Cas d’étude: UEMOA et CEDEAO

16 Sep

L’Union Economique et Monétaire Ouest Africaine et la Communauté Economique des Etats de l’Afrique de l’Ouest sont les deux organisations de coopération intergouvernementale qui se partagent l’espace ouest africain. L’histoire de leur constitution offre des illustrations concrètes des différents facteurs qui façonnent la coopération internationale en climat libéral, et montre que même dans le même espace géographique, et avec pratiquement les mêmes acteurs, on peut aboutir, dans ce domaine, à des résultats différents.

 

UEMOA :

 

1. Généalogie

Les origines de l’UEMOA remontent au moins à 1851, l’année où une loi organique de la II° République française établit des banques coloniales dans les Antilles et en Guyane. Cet établissement marque l’évolution de l’empire colonial français qui cesse d’être basé sur l’économie esclavagiste pour se tourner vers l’économie de traite – c’est-à-dire une forme d’économie commerciale caractérisée par la traite des matières premières agricoles et le travail libre. Cette réforme de l’économie de l’Empire français maintient cependant la doctrine du mercantilisme colonial qui unit la métropole aux économies des colonies dans un système de coopération forcée. Les banques doivent créer le crédit nécessaire au développement des activités commerciales dans un environnement désormais libéralisé, émettre une monnaie coloniale, tout en garantissant la situation de tutelle des économies colonisées. Cette tutelle est matérialisée d’abord par une agence centrale basée à Paris, puis par le système des comptes d’opérations formalisée d’abord à la Banque du Maroc, en 1921. La Banque porte à un compte ouvert au Trésor français toutes les disponibilités procurées hors du Maroc.  Le compte est crédité en France et débité au Maroc, et le compte créditeur peut servir à compléter l’encaisse en francs métro que la Banque doit conserver par rapport aux billets mis en circulation au Maroc. L’utilité du compte d’opérations, à cette époque (où le franc français n’était pas une monnaie convertible) était de maintenir l’unité de caisse entre le Trésor français et la Banque d’émission, créant ainsi une parité automatique entre le franc métro (franc français) et le franc marocain. Ce système sera étendu à la Banque d’Afrique Occidentale en 1929.

####################

• Consignes:
- 1) Répondez aux questions suivantes à partir de l'extrait sur l'UEMOA et la CEDEAO.
(a) Quelles sont les deux organisations qui se partagent l'espace ouest africain ?
(b) En quelle année une loi organique de la II° République française établit-elle des banques coloniales dans les Antilles et en Guyane ?
(c) À quelle banque le système des comptes d'opérations est-il étendu en 1929 ?
- 2) Poursuivez l'extrait sur l'UEMOA et la CEDEAO à partir de sa dernière phrase.
Les données proviennent d'une source distincte de l'extrait.

• Données fournies:
####################

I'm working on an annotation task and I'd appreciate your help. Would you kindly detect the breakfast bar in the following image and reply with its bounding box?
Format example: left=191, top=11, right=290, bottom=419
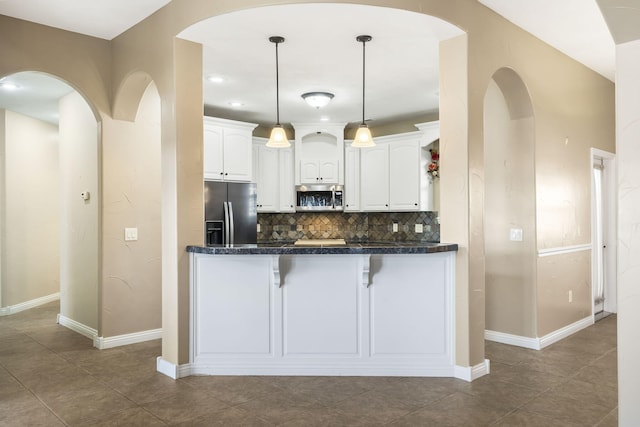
left=187, top=242, right=457, bottom=376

####################

• Corrigé:
- 1)
(a) L'Union Economique et Monétaire Ouest Africaine et la Communauté Economique des Etats de l'Afrique de l'Ouest.
(b) En 1851.
(c) À la Banque d'Afrique Occidentale.

- 2)
2. Evolution

Après la seconde guerre mondiale, les relations de tutelle entre le Trésor français et les banques d’émission coloniales évolueront rapidement jusqu’à l’étape décisive de la création du nouveau franc en 1958. Cette nouvelle monnaie française, subséquente aux réformes du plan Pinay-Rueff et au processus d’intégration européen, était une monnaie convertible. La France proposa aux pays africains qui se dirigeaient vers l’indépendance d’adopter une monnaie convertible favorable aux échanges commerciaux et aux investissements. Cette monnaie serait accrochée au franc français suivant les mécanismes déjà établis lors de la création de la zone franc en 1945 : fixité des parités, libre transférabilité et centralisation des réserves de change, à quoi s’ajoute la garantie de convertibilité illimitée du Trésor français. Cette garantie est assurée par une modification du système des comptes d’opérations : les Etats partie au système de coopération monétaire (en dehors du garant) « conviennent de mettre en commun leurs avoirs extérieurs dans un fonds de réserves de change » et la Banque d’émission (la BCEAO) « versera au compte d’opérations les disponibilités qu’elle pourra se constituer en dehors de sa zone d’émission. » Jusqu’en 1973, le compte d’opérations était approvisionné à hauteur de 100 % en devises étrangères des banques centrales africaines de la zone. La convention de 1973 oblige les pays africains de la zone franc (Pazf) à déposer au Trésor français un minimum de 65% « seulement » de leurs réserves de change. Ce taux a récemment été encore abaissé à 50%. Néanmoins, la zone étant sous tutelle de la Banque de France, c’est cette dernière – et non les banques centrales africaines – qui influe de manière prépondérante sur la politique monétaire des Pazf.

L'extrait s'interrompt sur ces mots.